Referring expression pointing data:
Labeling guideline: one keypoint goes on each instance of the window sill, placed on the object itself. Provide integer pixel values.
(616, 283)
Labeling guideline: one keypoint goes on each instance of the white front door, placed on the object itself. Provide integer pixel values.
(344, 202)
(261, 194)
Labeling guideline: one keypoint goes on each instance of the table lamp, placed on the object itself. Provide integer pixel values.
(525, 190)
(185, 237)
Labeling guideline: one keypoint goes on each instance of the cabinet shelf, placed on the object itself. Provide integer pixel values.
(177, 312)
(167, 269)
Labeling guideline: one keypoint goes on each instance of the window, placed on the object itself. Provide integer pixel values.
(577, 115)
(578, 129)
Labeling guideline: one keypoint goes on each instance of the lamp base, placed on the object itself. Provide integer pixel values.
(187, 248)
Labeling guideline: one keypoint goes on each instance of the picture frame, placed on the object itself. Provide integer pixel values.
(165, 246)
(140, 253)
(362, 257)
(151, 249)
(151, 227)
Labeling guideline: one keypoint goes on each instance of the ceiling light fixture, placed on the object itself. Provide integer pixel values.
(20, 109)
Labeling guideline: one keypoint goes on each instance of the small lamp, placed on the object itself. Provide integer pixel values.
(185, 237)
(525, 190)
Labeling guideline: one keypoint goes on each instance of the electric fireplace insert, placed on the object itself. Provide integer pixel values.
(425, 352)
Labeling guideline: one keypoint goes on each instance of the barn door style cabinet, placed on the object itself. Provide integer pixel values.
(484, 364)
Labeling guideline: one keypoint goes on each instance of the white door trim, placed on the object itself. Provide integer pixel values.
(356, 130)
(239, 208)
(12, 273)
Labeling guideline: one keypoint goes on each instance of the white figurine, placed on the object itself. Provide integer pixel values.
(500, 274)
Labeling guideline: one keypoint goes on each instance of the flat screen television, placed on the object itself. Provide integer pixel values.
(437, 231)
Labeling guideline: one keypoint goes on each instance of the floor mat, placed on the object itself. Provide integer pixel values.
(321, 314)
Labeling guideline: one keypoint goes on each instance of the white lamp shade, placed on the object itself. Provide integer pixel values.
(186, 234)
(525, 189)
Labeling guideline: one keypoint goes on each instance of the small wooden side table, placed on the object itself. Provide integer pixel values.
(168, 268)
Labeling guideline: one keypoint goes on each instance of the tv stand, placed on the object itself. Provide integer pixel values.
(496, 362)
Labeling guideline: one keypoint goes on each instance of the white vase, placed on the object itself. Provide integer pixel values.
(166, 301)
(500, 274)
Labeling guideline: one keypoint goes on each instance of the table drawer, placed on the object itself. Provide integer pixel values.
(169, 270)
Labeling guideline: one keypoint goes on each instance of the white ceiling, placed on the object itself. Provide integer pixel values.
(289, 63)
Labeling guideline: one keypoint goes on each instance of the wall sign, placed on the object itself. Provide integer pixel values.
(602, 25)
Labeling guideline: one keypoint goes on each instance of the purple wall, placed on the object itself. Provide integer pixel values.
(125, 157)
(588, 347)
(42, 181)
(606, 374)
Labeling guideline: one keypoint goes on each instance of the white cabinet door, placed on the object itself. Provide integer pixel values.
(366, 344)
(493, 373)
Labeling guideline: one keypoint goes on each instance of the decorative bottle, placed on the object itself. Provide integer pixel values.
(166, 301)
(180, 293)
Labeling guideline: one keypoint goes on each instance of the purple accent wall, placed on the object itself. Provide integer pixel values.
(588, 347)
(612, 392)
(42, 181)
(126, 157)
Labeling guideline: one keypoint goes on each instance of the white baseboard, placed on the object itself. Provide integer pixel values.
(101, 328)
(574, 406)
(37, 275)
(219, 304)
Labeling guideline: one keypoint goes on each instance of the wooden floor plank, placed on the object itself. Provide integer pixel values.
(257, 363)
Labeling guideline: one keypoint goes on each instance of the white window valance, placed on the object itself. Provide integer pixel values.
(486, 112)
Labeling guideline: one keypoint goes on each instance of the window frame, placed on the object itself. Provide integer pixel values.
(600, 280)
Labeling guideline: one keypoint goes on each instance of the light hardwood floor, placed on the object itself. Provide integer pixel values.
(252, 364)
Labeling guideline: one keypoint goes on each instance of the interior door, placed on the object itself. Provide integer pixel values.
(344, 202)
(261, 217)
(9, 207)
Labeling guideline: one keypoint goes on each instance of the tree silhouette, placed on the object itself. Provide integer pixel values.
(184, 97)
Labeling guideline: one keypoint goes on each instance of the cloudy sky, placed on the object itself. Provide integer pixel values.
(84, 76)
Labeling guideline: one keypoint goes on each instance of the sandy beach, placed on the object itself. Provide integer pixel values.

[PROBLEM TO SOLVE] The full set of entries must be transcribed exactly.

[YOUR RESPONSE]
Labeling guideline: one keypoint goes on each instance of the window sill, placed on the object itself. Provide integer pixel values.
(616, 283)
Labeling guideline: one keypoint goes on each instance of the white front door, placed on the object itself. Provide integer pixel values.
(344, 202)
(261, 194)
Labeling guideline: one keypoint goes on each instance of the table lamp, placed on the object itself. Provide integer pixel values.
(525, 190)
(185, 237)
Labeling guideline: one keypoint goes on each instance of the cabinet shelf, placed on the object itself. Provide integer pixel values.
(177, 312)
(167, 269)
Labeling guideline: one keypoint goes on each instance of the window, placed on the object itself. Provide integer pixel values.
(577, 115)
(578, 129)
Labeling guideline: one keypoint goes on each instance of the lamp base, placed on the object itself. Provide integer pixel values.
(187, 248)
Labeling guideline: one keypoint goes on each instance of the picture frame, placed on the object itself. Provide integer pixel values.
(165, 246)
(140, 253)
(362, 257)
(151, 249)
(151, 227)
Labeling guideline: one keypoint goes on each instance of the ceiling light fixture, placed on the object itself. Provide integer pixel values.
(20, 109)
Labeling guideline: one keypoint goes on each instance of the small lamp, placed on the object itself. Provide integer pixel values.
(185, 237)
(525, 190)
Labeling guideline: one keypoint goes on each instance of the electric fireplace insert, placed on the object itself. Provide integer pixel values.
(425, 352)
Labeling guideline: one keypoint goes on each instance of the barn door style cabinet, placed on the object itself. Provide integer pixel values.
(484, 364)
Labeling guideline: one keypoint goes on each instance of the white door trim, placed on the object itself. Provide integer pixel values.
(356, 130)
(239, 208)
(12, 273)
Labeling guideline: one keypoint goes on each instance of the white figurine, placed on the object itself. Provide integer pixel values.
(500, 274)
Labeling guideline: one keypoint goes on each instance of the flat screen television, placed on the object itself. Provide integer pixel values.
(437, 231)
Labeling guideline: one keypoint goes on each instance of the floor mat, placed on the object itself. Provide integer pixel values.
(321, 314)
Labeling guideline: one keypoint goes on each instance of the white lamp shade, placed on the object itself. Provide integer pixel values.
(186, 234)
(525, 189)
Labeling guideline: one keypoint goes on each instance of the small wooden side table, placed on the object itself. Provide integer pixel values.
(168, 268)
Labeling guideline: one keypoint goes on each instance of the tv stand, placed on the object itself. Provide integer pixel values.
(496, 362)
Labeling guideline: one keypoint goes on each instance of the white vase, placed on the object itself. Provide integer pixel values.
(166, 301)
(500, 274)
Labeling guideline: one keypoint goes on each instance of the table drawer, placed on the object itself. Provide integer pixel values.
(169, 270)
Labeling guideline: one keypoint goes on each instance of the white ceiling, placed on the object itself. Provide integer pixel values.
(289, 63)
Labeling guideline: one keypoint goes on each instance of the wall sign, placed on the object itself. Provide integer pixel values.
(602, 25)
Labeling guideline: one keypoint goes on each instance of the purple wall, placed on the object itself. Provide integer pixel values.
(125, 157)
(588, 347)
(42, 181)
(606, 374)
Labeling guideline: one keypoint goes on each instance of the white cabinet door, placed on the object itself. Provide integer pixel values.
(366, 344)
(493, 373)
Labeling guideline: one keypoint goes on each instance of the decorative bottle, placed on the object itself. Provide integer pixel values.
(166, 301)
(180, 293)
Labeling guideline: one keypoint goes on each instance of the purple accent wall, placed on the object itself. Provide integer pixel values.
(588, 347)
(612, 392)
(42, 181)
(126, 157)
Labeling guideline: one keypoint goes on each instance of the white baseboard, placed on the object itself. Provide integer pixel values.
(101, 328)
(574, 406)
(37, 275)
(219, 304)
Labeling guideline: one keypoint goes on each instance of the wooden floor plank, placed on the object itself. Provide integer pixel values.
(257, 363)
Labeling guideline: one keypoint goes on each instance of the white window valance, placed on the object itself. Provide integer pixel values.
(486, 112)
Labeling guideline: one keypoint goes on each instance of the window frame, placed on the object itself. Provide integer pixel values.
(600, 280)
Labeling guideline: one keypoint goes on each instance of the light hardwood floor, placed on the object itself. Provide integer pixel values.
(252, 364)
Labeling guideline: one keypoint goes on each instance of the interior door, placed on the object itself. Provide integer pixel values.
(344, 202)
(261, 217)
(9, 207)
Labeling guideline: one keypoint goes on each instance of the tree silhouette, placed on the object itself. Provide integer pixel values.
(184, 97)
Labeling guideline: one keypoint goes on each instance of the cloudy sky, placed on the object itself. Provide integer pixel values.
(84, 76)
Labeling guideline: one keypoint goes on each instance of the sandy beach, placed on the object itself. Provide integer pixel values.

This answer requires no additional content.